= Instructions for the task =
Summarize the passage on investing in two sentences.

= Given passage =
-- Begin --

Mention the words stock markets and investing and many people tune out because they are intimidated by the very talk on finance. However, this is not the right response.

You cannot create wealth on your salary income alone.

This is because investing is the activity of putting your money into securities or assets using an investment framework, backed up with adequate risk management, supported by insight and research into the prospects of the company or the different assets you want to invest in.

Investing requires an investment philosophy — a set of guiding principles that provide you with direction and discipline, irrespective of whether the markets are racing high (bull phase) or are falling towards rock bottom (bear phase).

Newcomers to investing often make the mistake of behaving in a rash manner, throwing their money blindly into things they don’t understand.

This isn’t investing, its speculation which is more like gambling where you are relying on chance and luck.

Investing on the other hand cannot be left to chance.

It requires patience, especially for your investment thesis to mature, something speculators have little time or interest in.

Three reasons to invest. Long-term accumulation of wealth: Investing has proven to be the best way for the long-term accumulation of wealth.

Sure, there are risks associated with it.

But, if one takes only risks that are suitable to one’s stage in life and investment horizon, then investing provides a great way to take advantage of the compounding of capital over a long period of time.

Reasons to invest

Take advantage of compounding of capital: Compounding is the ability to earn a return in the current year on not only your principal amount, but also on the returns earned in the previous year.

Compounding is the process through which your money multiplies, and you can earn returns that can go towards meeting your various financial goals in life such as educating your children, or paying for their marriage, or buying a new house, or paying for your parents’ health care costs and so on.

Offset the damage from inflation: Additionally, it is only through investing that you can offset the damage that inflation wreaks on your personal finances.

-- End --

= Records provided =
-- Begin --

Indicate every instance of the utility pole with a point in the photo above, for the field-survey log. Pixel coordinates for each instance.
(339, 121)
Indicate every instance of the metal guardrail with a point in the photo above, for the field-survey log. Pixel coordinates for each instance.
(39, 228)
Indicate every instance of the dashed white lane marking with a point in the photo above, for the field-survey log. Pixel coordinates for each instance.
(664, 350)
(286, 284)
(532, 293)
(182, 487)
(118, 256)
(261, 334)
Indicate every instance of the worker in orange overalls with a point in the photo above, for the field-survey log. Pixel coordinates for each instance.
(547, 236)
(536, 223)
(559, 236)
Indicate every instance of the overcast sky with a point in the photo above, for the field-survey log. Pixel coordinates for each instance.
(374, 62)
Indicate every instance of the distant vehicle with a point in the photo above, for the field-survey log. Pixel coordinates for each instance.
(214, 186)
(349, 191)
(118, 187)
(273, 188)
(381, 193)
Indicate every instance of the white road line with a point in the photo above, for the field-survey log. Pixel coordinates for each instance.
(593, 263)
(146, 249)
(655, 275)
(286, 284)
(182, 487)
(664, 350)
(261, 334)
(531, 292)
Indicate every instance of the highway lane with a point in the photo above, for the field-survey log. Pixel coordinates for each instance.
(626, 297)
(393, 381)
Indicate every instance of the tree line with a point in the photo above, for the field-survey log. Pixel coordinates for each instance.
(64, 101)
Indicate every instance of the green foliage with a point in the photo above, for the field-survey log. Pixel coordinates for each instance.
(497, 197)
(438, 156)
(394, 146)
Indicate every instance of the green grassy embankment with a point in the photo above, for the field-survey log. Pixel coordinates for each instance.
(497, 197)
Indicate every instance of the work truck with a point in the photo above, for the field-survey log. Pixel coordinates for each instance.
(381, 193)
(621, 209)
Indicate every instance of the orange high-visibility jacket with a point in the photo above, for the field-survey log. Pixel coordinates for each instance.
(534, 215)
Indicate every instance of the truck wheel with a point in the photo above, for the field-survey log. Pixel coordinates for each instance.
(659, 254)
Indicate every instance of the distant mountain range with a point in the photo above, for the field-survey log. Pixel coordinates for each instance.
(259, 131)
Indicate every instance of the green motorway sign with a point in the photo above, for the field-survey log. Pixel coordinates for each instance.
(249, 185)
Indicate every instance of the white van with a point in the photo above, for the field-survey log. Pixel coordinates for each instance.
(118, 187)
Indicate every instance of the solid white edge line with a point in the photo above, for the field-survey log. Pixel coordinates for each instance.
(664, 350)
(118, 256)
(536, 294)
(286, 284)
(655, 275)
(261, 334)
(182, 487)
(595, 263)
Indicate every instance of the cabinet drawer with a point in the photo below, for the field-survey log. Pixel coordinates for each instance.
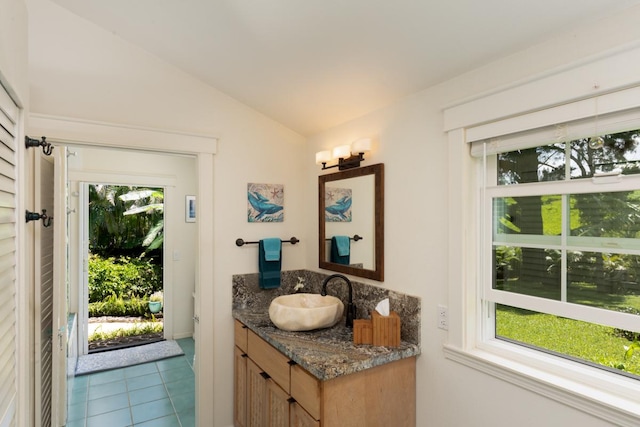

-- End --

= Exercise response =
The passage argues that people should not tune out talk of stock markets and investing, because salary alone cannot build wealth, and investing, unlike speculation, requires a guiding philosophy, risk management, research and patience. It names long-term wealth accumulation, the compounding of capital and offsetting the damage from inflation as reasons to invest.